--- START Listed entries ---

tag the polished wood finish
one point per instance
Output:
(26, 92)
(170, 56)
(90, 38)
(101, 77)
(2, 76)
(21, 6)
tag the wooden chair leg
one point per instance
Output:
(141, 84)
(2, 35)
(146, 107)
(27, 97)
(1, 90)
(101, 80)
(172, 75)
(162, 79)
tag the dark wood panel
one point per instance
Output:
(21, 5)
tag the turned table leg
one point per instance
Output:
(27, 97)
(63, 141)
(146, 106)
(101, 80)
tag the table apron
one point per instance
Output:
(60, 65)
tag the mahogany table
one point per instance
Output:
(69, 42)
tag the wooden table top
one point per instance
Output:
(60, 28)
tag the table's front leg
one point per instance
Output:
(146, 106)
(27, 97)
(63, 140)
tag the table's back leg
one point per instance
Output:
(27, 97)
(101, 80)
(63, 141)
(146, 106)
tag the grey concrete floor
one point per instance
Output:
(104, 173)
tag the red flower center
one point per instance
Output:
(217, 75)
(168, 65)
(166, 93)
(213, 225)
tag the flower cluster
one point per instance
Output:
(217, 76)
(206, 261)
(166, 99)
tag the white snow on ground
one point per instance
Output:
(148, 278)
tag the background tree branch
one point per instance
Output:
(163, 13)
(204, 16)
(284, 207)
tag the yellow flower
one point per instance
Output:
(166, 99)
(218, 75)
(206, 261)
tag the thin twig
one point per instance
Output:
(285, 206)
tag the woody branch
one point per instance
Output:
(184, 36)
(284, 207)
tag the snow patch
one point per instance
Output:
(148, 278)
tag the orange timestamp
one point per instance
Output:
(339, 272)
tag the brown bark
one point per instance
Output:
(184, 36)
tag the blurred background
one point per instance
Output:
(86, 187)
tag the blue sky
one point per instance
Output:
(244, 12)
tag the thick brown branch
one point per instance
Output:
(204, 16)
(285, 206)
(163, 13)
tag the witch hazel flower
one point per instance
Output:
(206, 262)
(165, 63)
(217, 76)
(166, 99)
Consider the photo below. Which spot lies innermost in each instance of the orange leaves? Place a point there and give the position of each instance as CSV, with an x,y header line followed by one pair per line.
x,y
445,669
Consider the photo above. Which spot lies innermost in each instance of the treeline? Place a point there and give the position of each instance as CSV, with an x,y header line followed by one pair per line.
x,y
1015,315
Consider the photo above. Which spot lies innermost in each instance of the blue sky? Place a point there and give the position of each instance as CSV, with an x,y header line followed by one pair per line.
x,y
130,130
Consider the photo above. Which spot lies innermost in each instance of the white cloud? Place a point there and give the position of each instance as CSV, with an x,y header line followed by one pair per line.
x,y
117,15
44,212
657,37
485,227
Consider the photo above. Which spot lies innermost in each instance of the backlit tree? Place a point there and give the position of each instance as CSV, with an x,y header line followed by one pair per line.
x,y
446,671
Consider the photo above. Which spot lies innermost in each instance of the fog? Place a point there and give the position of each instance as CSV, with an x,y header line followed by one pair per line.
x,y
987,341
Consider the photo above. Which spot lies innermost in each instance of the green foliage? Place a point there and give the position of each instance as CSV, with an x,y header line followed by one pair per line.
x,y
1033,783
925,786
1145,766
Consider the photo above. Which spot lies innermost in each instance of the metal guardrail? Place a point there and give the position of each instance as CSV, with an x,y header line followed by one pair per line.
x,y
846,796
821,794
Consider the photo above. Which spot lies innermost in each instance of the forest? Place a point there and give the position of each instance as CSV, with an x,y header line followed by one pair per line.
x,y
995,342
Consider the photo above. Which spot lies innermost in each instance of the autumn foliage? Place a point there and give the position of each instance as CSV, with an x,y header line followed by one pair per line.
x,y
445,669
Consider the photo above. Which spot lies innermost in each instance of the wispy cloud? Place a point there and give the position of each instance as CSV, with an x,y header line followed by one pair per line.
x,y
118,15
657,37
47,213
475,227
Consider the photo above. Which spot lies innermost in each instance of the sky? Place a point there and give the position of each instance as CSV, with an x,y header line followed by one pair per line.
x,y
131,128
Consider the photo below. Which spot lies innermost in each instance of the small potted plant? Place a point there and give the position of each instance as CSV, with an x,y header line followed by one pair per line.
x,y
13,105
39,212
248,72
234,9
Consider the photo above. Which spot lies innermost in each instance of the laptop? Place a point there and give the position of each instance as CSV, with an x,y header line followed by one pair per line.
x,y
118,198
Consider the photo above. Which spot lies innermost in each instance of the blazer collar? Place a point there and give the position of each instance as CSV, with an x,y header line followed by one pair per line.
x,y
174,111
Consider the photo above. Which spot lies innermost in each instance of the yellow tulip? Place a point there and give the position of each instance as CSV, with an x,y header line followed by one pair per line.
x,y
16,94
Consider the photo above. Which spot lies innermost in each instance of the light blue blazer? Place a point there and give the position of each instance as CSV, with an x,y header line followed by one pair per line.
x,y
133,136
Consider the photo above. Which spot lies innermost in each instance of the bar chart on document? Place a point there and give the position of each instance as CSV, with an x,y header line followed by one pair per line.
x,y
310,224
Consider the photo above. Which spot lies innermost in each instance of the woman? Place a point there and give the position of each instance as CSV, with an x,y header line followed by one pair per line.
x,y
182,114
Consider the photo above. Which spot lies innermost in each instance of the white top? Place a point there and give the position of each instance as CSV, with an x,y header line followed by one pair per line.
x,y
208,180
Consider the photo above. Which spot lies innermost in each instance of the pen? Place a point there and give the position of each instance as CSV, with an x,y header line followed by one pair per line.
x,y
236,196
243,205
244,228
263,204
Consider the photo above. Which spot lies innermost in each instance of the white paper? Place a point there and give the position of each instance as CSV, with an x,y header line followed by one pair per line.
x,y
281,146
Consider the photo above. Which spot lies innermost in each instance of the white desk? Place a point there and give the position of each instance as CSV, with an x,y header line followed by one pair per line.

--- END Listed entries ---

## The problem
Copy out every item above word for word, line by line, with nothing changed.

## Final answer
tag the polished wood finish
one point per instance
Output:
(26, 92)
(170, 56)
(90, 38)
(101, 77)
(2, 76)
(21, 6)
tag the wooden chair leg
one point per instance
Output:
(141, 84)
(2, 35)
(146, 107)
(27, 97)
(1, 90)
(101, 80)
(172, 75)
(162, 79)
tag the dark wood panel
one point per instance
Output:
(21, 5)
tag the turned table leg
one point per instance
Output:
(27, 97)
(63, 141)
(146, 106)
(101, 80)
tag the table apron
one point per instance
Output:
(60, 65)
tag the mahogany table
one point per instance
Output:
(69, 42)
tag the wooden table top
one point per instance
Output:
(60, 28)
tag the table's front leg
one point per instance
Output:
(146, 106)
(27, 97)
(63, 140)
tag the table's back leg
one point per instance
Output:
(27, 97)
(101, 80)
(63, 141)
(146, 106)
tag the grey concrete floor
one point per instance
Output:
(104, 173)
tag the red flower center
one point per instance
Output:
(217, 75)
(168, 65)
(166, 93)
(213, 225)
tag the flower cluster
one point per instance
Output:
(217, 76)
(206, 261)
(166, 99)
tag the white snow on ground
one point per instance
Output:
(148, 278)
tag the background tree branch
one point per instance
Output:
(163, 13)
(204, 16)
(284, 207)
tag the yellow flower
one point per instance
Output:
(166, 99)
(218, 75)
(206, 261)
tag the thin twig
one point per instance
Output:
(285, 206)
tag the woody branch
one point per instance
Output:
(184, 36)
(284, 207)
tag the snow patch
one point per instance
Output:
(148, 278)
tag the orange timestamp
one point per instance
Output:
(339, 272)
tag the brown bark
one point per instance
Output:
(184, 36)
tag the blurred background
one point per instance
Output:
(86, 187)
tag the blue sky
one point per instance
Output:
(244, 12)
tag the thick brown branch
one point per instance
Output:
(204, 16)
(285, 206)
(163, 13)
tag the witch hazel flower
one point per instance
Output:
(206, 262)
(165, 63)
(217, 76)
(166, 99)
Consider the photo below. Which spot lies innermost in each instance of the orange leaves? Place a point there and give the position of each instance as CSV, with an x,y header line followed by one pair per line.
x,y
445,669
Consider the photo above. Which spot lies innermost in each instance of the treeline? Place a point there and give the position of each instance as CSV, with an x,y header line followed by one pair per line.
x,y
1015,315
Consider the photo above. Which spot lies innermost in each instance of the blue sky? Place a point there and give the position of each instance as CSV, with an x,y header line followed by one pair per line.
x,y
130,130
Consider the photo above. Which spot lies innermost in each instance of the white cloud? Place a point there and give the position of each instance as CSV, with an x,y header line followed by one pair per line.
x,y
117,15
44,212
657,37
485,227
Consider the photo above. Which spot lies innermost in each instance of the backlit tree? Place a point there and give the position of each instance as CSV, with an x,y header line followed by one pair per line.
x,y
446,671
Consider the photo above. Which spot lies innermost in each instance of the fog? Place a point there and give the position of each instance as CSV, with an x,y header line followed by one pair per line.
x,y
987,341
Consider the photo above. Which spot lies innermost in each instance of the green foliage? Place a point there and give the position of each instance as CSV, with an x,y header line followed by one pair per line.
x,y
1033,783
925,786
1145,766
Consider the photo above. Which spot lies innermost in each instance of the metal guardrail? Place a point there and give the position of each instance as CSV, with an x,y header line followed by one pair per line.
x,y
846,796
821,794
Consider the photo above. Which spot lies innermost in each instance of the forest? Place a point there and give the position of each instance as CSV, with an x,y header line followed by one pair per line.
x,y
995,342
Consider the photo above. Which spot lies innermost in each instance of the autumn foliage? Place a point there and give the position of each instance as CSV, with an x,y header line followed by one pair per line.
x,y
445,669
Consider the photo above. Which spot lies innermost in each instance of the wispy cloud? Place a point there and give the position of each instance as CSV, with an x,y header line followed by one pair per line.
x,y
118,15
657,37
47,213
475,227
Consider the photo above. Which spot lies innermost in each instance of the sky? Place a point there and give the position of each instance as CSV, with an x,y header line followed by one pair per line.
x,y
131,128
Consider the photo below. Which spot lies innermost in each instance of the small potted plant? Place a point there and give the position of each instance as CSV, with an x,y header line followed by one pair per line.
x,y
13,105
39,212
248,72
234,9
Consider the photo above. Which spot lies innermost in each instance of the laptop? Place a point there and give the position of each instance as CSV, with an x,y header line followed by one pair per line.
x,y
118,198
Consider the photo above. Which spot lies innermost in each instance of the blazer collar? Place a point there and give the position of each instance as CSV, with an x,y header line followed by one pair per line.
x,y
174,111
Consider the photo above. Which spot lies innermost in each instance of the yellow tulip? Place a point there and give the position of each instance as CSV, with an x,y header line followed by one pair per line.
x,y
16,94
Consider the photo above. Which spot lies innermost in each instance of the light blue blazer? Place a point there and give the position of each instance as CSV, with an x,y header line followed by one pair per line.
x,y
133,136
Consider the photo above. Which spot lies innermost in each instance of the bar chart on document? Place a point there and give the position of each instance as CSV, with an x,y header line followed by one pair per line.
x,y
310,224
Consider the photo above. Which spot lies innermost in each instance of the woman? Place a point there and give the position of each instance as CSV, with an x,y header line followed by one pair per line.
x,y
182,114
Consider the photo above. Which spot lies innermost in each instance of the white top? Place a point there and give the position of each instance as CSV, with an x,y header line followed by one pair per line.
x,y
208,180
Consider the photo above. Which spot lies innermost in each instance of the pen? Place a point there and give the position of each instance as CSV, with an x,y header line followed by one pair per line.
x,y
236,196
243,205
244,228
263,204
Consider the photo above. Which spot lies innermost in each instance of the white paper? Place a point there and give the position of each instance as CSV, with an x,y header line followed by one pair per line.
x,y
281,146
Consider the photo above. Which spot lies innermost in each instance of the white desk? Place a point there and give the position of each instance as CSV, with an x,y header line followed by one pair per line.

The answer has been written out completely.